Work instructions ▸
Present a span of the items below as a Markdown table with the columns Row and Line, numbering each line and leaving out blank lines. Start at the line that contains "the person in", stop after the line that contains "222, 185, 245, 200", and include nothing outside that span.

Records to use ▸
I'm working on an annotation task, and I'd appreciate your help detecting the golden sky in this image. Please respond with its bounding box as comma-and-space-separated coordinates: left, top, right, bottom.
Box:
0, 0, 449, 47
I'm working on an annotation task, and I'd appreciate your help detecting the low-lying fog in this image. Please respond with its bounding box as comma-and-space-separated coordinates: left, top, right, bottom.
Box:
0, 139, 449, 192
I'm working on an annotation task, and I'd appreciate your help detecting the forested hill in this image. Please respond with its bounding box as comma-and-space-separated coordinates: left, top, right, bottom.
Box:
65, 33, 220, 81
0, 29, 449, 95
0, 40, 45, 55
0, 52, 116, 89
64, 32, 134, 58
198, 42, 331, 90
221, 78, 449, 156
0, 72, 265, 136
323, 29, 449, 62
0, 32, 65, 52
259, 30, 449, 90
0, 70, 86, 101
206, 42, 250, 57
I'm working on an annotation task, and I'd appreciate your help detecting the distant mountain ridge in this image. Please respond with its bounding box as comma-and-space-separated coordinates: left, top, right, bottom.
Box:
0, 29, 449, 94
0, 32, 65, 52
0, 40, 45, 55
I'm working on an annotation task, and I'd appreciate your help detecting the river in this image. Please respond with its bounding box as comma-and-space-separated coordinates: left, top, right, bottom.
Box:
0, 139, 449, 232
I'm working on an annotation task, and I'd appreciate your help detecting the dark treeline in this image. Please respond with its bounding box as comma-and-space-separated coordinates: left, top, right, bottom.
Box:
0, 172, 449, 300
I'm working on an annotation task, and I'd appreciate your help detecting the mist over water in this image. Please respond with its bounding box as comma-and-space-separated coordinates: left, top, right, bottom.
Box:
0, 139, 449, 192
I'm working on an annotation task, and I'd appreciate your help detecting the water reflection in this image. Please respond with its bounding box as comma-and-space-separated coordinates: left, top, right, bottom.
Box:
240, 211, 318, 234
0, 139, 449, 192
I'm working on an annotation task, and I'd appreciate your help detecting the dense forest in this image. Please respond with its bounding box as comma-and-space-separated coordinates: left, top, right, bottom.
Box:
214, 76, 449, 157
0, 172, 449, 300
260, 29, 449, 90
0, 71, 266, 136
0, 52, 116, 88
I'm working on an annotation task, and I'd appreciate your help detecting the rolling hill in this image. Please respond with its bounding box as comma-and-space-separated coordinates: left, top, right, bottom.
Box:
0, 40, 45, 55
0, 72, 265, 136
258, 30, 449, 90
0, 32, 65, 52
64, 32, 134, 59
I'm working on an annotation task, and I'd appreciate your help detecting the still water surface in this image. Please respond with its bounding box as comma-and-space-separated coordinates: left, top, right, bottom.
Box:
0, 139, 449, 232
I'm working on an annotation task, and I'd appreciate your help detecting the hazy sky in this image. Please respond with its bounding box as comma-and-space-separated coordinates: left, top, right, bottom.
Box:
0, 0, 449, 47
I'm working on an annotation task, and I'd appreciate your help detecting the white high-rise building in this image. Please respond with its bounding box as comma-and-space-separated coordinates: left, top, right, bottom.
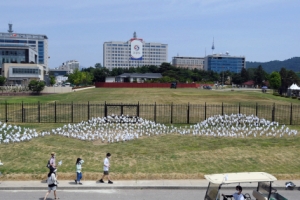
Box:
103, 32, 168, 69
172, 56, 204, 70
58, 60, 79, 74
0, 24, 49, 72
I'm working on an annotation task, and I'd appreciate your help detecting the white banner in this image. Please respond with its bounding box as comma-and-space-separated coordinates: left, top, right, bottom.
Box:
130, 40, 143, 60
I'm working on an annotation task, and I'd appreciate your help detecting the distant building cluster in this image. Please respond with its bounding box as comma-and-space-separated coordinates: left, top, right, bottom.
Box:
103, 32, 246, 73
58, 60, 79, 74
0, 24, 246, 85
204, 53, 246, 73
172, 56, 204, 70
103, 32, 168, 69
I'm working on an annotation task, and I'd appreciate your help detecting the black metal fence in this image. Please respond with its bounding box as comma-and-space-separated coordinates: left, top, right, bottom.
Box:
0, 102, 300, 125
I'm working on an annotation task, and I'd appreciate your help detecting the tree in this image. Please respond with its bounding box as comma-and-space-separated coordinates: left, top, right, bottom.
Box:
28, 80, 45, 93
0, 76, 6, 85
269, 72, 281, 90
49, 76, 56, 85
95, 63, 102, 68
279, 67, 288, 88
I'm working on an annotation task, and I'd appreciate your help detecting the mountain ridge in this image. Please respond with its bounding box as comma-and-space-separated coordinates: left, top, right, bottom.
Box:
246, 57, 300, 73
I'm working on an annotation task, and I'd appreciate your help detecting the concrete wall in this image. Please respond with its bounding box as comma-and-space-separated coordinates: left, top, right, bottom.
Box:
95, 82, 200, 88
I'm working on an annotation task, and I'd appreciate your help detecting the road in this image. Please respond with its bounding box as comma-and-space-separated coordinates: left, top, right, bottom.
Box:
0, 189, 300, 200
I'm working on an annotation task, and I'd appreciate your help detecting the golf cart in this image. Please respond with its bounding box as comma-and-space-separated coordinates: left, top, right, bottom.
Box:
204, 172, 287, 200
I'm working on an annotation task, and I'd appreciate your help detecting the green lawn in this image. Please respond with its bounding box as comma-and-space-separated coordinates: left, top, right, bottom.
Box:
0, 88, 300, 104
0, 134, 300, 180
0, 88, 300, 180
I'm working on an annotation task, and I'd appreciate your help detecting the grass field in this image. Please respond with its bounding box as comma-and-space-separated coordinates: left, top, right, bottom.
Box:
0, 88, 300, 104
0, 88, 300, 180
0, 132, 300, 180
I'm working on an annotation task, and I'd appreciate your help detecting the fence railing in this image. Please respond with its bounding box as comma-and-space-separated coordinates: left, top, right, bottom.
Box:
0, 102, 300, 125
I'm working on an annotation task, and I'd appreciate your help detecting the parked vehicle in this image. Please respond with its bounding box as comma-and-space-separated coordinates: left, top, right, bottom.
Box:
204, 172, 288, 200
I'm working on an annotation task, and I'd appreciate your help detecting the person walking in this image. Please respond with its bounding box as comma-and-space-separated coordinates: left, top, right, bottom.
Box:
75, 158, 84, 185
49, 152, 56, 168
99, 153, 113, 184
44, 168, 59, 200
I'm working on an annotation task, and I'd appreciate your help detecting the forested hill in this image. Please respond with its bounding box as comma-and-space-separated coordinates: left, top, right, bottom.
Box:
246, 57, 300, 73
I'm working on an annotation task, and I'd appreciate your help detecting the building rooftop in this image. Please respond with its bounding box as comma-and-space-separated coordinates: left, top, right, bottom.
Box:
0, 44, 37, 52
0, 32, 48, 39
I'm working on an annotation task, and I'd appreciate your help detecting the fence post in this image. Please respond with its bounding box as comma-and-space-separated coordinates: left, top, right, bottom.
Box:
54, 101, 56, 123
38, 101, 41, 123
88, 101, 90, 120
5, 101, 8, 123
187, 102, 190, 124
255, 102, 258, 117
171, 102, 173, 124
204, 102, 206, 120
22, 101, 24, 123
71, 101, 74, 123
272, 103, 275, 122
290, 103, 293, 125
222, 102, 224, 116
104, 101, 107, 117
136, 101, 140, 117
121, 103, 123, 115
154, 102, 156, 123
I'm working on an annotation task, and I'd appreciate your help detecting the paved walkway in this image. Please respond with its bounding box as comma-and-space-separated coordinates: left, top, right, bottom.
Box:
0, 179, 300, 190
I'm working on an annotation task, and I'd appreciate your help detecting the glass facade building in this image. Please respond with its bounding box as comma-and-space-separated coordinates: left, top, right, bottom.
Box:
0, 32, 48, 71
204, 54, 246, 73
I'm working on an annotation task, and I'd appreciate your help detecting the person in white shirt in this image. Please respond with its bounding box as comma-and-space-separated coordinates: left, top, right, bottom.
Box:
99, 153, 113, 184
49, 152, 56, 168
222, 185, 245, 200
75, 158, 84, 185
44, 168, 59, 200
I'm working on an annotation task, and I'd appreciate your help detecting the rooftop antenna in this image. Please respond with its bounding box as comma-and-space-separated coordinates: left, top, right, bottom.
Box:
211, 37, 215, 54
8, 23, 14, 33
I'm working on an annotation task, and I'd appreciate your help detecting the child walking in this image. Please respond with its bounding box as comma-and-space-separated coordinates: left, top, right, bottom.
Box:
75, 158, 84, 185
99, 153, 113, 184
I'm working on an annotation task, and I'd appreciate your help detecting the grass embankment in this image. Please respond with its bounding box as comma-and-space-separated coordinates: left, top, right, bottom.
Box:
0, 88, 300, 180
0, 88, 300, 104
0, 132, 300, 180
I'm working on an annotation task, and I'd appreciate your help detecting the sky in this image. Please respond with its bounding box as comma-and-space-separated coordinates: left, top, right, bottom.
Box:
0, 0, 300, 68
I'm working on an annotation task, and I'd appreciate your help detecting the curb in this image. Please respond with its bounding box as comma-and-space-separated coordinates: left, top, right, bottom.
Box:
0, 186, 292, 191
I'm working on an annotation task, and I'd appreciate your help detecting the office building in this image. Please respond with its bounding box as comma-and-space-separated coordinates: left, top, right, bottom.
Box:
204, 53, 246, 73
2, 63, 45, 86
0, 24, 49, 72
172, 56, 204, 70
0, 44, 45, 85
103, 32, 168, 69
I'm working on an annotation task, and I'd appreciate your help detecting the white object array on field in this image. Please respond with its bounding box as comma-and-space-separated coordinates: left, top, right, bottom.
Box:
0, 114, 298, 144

---

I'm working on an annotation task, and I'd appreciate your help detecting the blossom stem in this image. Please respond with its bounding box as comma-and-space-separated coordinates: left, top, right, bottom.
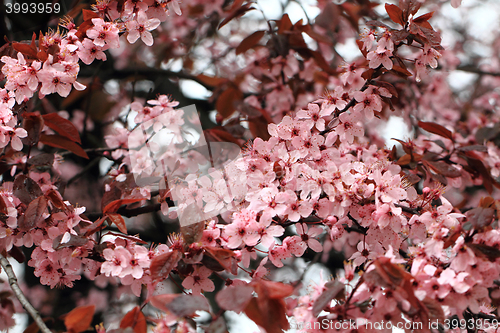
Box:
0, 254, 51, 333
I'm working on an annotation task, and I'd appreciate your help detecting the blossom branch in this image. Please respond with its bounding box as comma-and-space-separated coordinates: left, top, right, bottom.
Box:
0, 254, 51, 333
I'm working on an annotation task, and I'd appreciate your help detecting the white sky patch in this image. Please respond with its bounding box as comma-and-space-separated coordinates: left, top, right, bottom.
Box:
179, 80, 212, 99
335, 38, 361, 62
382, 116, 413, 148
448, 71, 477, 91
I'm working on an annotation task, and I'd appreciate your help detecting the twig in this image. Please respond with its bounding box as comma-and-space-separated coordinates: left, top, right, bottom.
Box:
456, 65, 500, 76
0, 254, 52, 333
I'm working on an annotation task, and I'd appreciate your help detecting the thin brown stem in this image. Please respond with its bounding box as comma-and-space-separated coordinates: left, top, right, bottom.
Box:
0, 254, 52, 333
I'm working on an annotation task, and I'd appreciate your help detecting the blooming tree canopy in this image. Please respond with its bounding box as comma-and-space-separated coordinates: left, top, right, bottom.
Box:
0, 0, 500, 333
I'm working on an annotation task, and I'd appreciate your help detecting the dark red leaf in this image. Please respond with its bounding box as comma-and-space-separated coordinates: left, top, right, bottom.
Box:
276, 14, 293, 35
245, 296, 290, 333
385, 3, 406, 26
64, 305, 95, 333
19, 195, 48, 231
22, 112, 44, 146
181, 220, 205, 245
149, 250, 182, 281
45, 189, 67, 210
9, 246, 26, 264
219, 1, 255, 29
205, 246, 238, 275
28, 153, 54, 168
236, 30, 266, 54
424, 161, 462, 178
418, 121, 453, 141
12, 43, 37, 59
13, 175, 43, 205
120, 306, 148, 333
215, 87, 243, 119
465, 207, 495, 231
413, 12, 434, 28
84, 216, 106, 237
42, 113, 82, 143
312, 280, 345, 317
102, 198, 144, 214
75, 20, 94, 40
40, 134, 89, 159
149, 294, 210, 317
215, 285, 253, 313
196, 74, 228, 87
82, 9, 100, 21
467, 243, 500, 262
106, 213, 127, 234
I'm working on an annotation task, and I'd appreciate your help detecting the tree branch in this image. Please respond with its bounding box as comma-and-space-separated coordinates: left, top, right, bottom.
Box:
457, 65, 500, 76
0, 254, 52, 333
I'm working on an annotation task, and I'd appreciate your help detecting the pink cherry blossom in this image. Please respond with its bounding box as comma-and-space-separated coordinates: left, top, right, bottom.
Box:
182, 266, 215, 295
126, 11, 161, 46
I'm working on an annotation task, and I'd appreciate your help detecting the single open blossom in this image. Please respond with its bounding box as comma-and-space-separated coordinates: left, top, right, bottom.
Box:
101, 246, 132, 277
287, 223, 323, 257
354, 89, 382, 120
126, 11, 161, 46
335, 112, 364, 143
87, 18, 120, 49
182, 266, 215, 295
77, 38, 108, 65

* * *

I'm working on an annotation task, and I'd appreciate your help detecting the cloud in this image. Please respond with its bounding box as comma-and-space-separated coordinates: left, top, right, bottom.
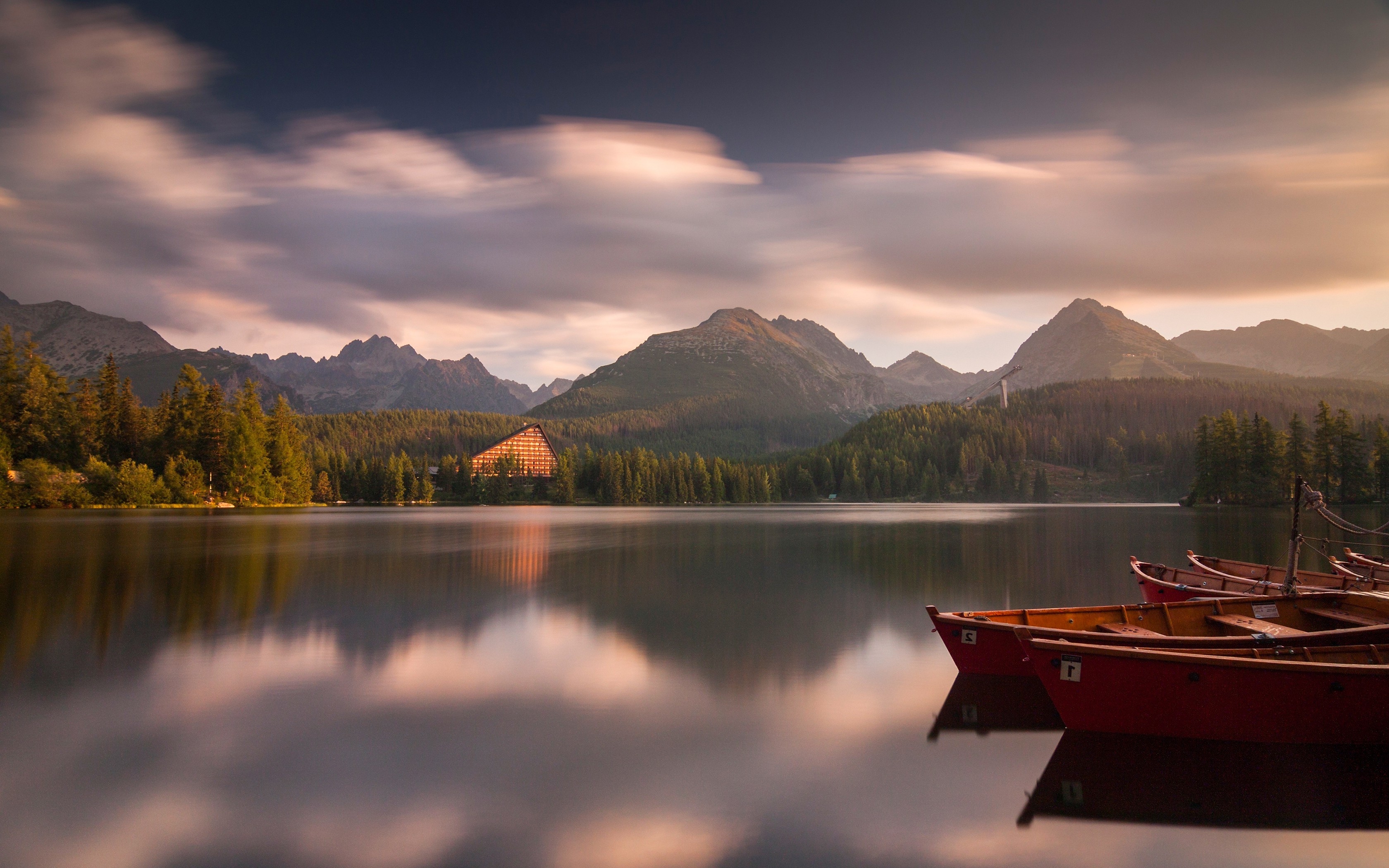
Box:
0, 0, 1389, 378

Solution below ▸
| Row | Line |
|---|---|
| 1 | I'm working on an annotation task, and I'd appreciate your help detecting the person in white shirt in this image. Please respond with its bounding box as comma-and-space-separated coordinates: left, top, right, bottom. |
| 2 | Box: |
| 3 | 99, 153, 113, 184 |
| 4 | 49, 152, 56, 168 |
| 5 | 222, 185, 245, 200 |